The experiments were performed in 96-well, flat-bottomed microtitre plates (TPP, Switzerland) with RPMI 1614 culture medium (Gibco, Invitrogen Corporation, NY, USA) buffered with 0.165 M 3-(N-morpholino)propanesulfonic acid (MOPS), pH 7.0, antifungal drugs and 2 × 104 arthroconidia mL-1. After 48 h of incubation at 28ºC, minimal inhibitory concentration (MIC) was determined visually by comparison with the growth in the control well (culture medium and 2× 104 athroconidia mL-1). The MIC endpoint was defined as the minimal concentration of the drug capable of inhibiting 100% of fungal growth compared with the growth control for amphotericin B and 5-flucytosine and to inhibit 90% for azoles, terbinafine and caspofungin. Geometric means and MIC ranges were calculated for each species and antifungal drug. The standard quality control strains of the experiment were Aspergillus flavus (ATCC®204304™) and Candida krusei (ATCC®6258). The tests were repeated three times.The phenothiazinium photosensitizers methylene blue (MB), new methylene blue N zinc chloride double salt (NMBN) and toluidine blue O (TBO) were purchased from Sigma-Aldrich. The novel pentacyclic phenothiazinium photosensitizer S137 was synthesized as previously described (Wainwringht et al. 2011). The chemical structures of all the PS are show in supplementary Figure S1. Stock solutions of all PS were prepared with phosphate buffered saline (PBS), pH 7.4 and stored as previously described (Rodrigues et al. 2012a).Light was provided by an array of 96 light-emitting diodes (LED) with emission peak at 631 nm (LED96). The array was made in-house using the Cree®5-mm Round LED (model # LC503UHR1-1 5Q-Q, CREE Inc., Durham, NC, USA).
....................
Reproduce the above methods passage on antifungal susceptibility testing and phenothiazinium photosensitizers in full, without any alteration.

= SUPPLIED RECORDS =
....................
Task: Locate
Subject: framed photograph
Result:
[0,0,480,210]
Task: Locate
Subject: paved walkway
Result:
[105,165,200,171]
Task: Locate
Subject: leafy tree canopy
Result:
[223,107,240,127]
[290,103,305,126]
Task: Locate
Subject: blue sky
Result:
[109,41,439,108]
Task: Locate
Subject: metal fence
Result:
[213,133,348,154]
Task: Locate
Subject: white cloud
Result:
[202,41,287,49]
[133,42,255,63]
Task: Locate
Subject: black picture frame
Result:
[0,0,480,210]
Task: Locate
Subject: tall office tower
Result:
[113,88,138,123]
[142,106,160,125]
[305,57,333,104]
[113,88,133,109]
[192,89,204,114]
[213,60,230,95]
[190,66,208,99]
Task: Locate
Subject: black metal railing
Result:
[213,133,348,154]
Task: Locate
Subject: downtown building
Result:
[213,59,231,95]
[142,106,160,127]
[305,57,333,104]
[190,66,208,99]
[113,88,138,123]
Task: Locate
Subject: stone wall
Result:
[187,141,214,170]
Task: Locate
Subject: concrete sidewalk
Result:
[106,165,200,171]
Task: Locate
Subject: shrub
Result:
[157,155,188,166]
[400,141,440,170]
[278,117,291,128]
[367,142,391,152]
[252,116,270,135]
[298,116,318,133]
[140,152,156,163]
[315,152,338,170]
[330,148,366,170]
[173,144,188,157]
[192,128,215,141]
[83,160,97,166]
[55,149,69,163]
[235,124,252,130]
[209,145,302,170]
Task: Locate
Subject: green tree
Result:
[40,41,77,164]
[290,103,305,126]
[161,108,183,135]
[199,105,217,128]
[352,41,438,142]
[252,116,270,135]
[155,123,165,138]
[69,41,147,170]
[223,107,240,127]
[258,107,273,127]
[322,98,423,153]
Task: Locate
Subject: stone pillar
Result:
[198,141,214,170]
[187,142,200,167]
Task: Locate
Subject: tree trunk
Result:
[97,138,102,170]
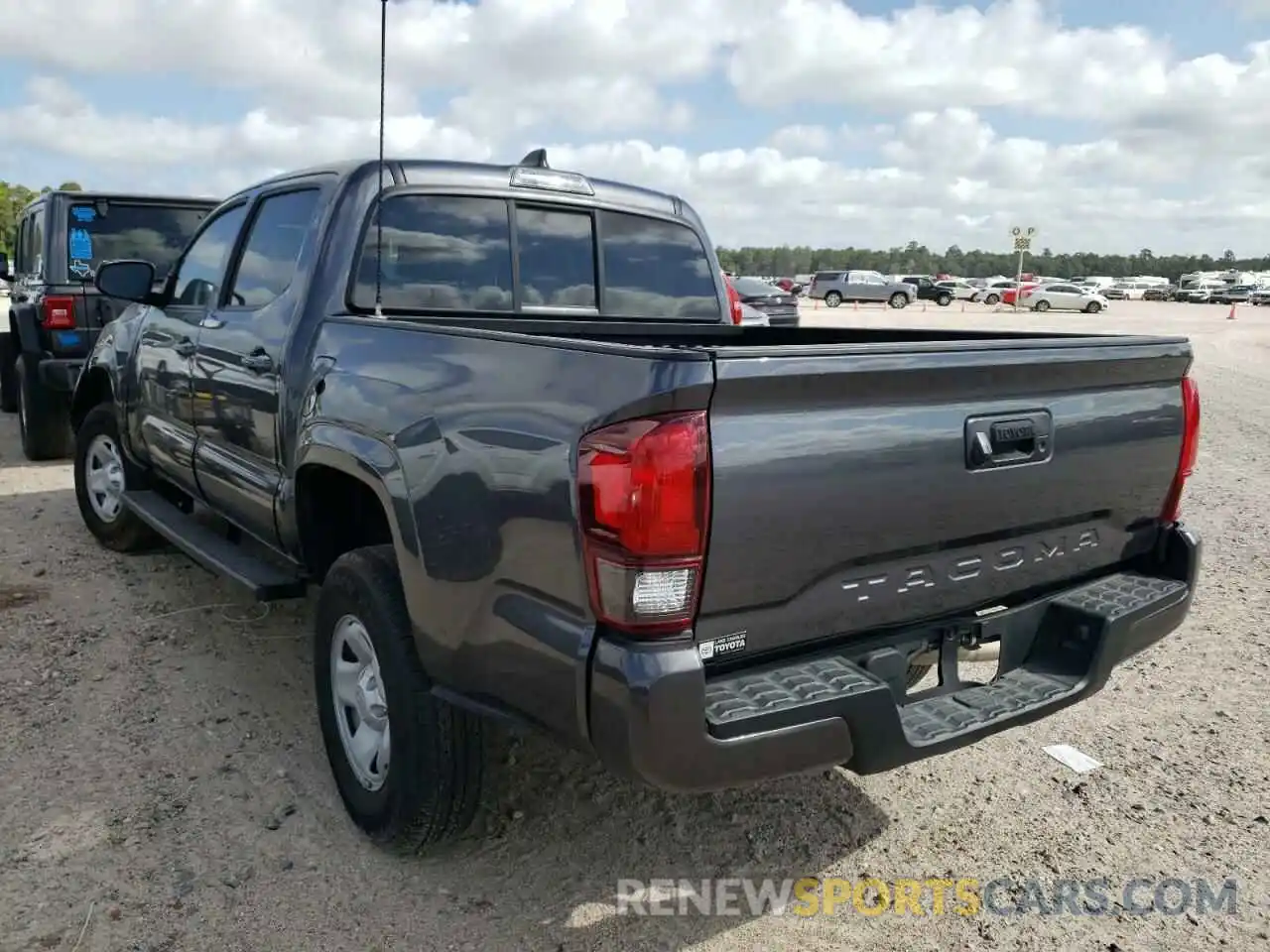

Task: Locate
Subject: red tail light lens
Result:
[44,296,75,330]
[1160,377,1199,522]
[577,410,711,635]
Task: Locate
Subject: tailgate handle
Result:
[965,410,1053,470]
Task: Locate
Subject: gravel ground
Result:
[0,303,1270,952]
....................
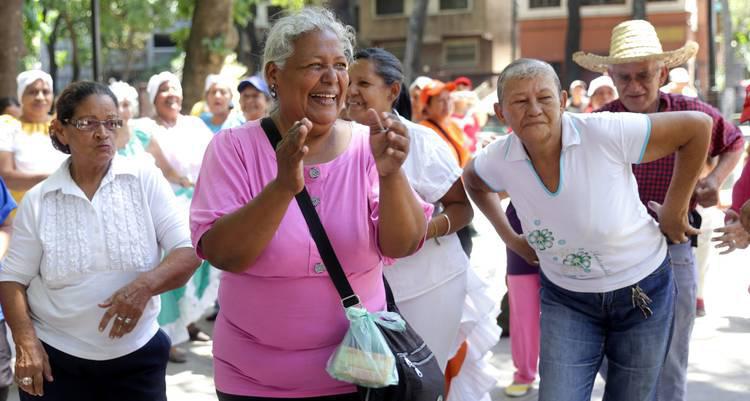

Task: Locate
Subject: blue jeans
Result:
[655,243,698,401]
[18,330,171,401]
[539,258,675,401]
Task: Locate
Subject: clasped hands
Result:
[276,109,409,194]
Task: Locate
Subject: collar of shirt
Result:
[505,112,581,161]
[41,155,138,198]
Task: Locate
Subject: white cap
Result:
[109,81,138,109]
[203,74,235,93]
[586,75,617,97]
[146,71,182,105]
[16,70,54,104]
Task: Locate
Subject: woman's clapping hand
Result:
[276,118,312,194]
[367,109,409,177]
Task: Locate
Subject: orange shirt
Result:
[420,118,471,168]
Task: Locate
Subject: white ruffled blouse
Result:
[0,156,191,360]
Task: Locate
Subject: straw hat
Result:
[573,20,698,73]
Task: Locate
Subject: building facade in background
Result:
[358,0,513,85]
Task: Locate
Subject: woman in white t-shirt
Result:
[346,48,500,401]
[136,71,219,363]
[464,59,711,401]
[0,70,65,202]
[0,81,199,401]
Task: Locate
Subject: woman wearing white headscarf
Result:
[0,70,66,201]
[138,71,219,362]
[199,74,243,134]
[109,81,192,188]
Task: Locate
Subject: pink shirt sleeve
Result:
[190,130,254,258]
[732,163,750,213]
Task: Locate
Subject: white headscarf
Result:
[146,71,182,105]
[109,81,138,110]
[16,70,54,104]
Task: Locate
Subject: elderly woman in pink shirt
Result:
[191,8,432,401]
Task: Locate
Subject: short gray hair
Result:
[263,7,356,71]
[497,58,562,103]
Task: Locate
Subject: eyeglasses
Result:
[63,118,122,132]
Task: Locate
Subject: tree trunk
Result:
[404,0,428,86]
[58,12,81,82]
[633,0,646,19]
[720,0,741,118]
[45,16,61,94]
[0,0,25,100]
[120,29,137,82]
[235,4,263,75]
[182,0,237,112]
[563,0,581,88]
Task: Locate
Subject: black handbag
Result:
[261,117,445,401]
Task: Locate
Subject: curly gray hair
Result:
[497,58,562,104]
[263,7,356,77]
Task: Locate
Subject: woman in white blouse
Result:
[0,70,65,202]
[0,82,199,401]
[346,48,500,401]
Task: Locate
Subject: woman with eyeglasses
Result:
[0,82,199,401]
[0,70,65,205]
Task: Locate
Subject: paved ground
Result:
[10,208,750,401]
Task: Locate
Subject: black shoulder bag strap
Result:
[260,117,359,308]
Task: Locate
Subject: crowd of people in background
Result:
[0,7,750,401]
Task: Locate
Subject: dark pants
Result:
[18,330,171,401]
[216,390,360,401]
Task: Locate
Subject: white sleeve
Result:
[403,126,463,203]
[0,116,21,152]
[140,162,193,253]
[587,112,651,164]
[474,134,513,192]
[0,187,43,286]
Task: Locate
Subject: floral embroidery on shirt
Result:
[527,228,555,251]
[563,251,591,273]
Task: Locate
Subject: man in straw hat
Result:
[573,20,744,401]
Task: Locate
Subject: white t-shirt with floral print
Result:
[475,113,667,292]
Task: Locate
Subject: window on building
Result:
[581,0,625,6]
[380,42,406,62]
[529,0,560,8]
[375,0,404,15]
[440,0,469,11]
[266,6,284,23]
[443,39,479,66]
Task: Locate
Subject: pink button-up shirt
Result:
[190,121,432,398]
....................
= PROBLEM SOLUTION =
The experiments were performed in 96-well, flat-bottomed microtitre plates (TPP, Switzerland) with RPMI 1614 culture medium (Gibco, Invitrogen Corporation, NY, USA) buffered with 0.165 M 3-(N-morpholino)propanesulfonic acid (MOPS), pH 7.0, antifungal drugs and 2 × 104 arthroconidia mL-1. After 48 h of incubation at 28ºC, minimal inhibitory concentration (MIC) was determined visually by comparison with the growth in the control well (culture medium and 2× 104 athroconidia mL-1). The MIC endpoint was defined as the minimal concentration of the drug capable of inhibiting 100% of fungal growth compared with the growth control for amphotericin B and 5-flucytosine and to inhibit 90% for azoles, terbinafine and caspofungin. Geometric means and MIC ranges were calculated for each species and antifungal drug. The standard quality control strains of the experiment were Aspergillus flavus (ATCC®204304™) and Candida krusei (ATCC®6258). The tests were repeated three times.The phenothiazinium photosensitizers methylene blue (MB), new methylene blue N zinc chloride double salt (NMBN) and toluidine blue O (TBO) were purchased from Sigma-Aldrich. The novel pentacyclic phenothiazinium photosensitizer S137 was synthesized as previously described (Wainwringht et al. 2011). The chemical structures of all the PS are show in supplementary Figure S1. Stock solutions of all PS were prepared with phosphate buffered saline (PBS), pH 7.4 and stored as previously described (Rodrigues et al. 2012a).Light was provided by an array of 96 light-emitting diodes (LED) with emission peak at 631 nm (LED96). The array was made in-house using the Cree®5-mm Round LED (model # LC503UHR1-1 5Q-Q, CREE Inc., Durham, NC, USA).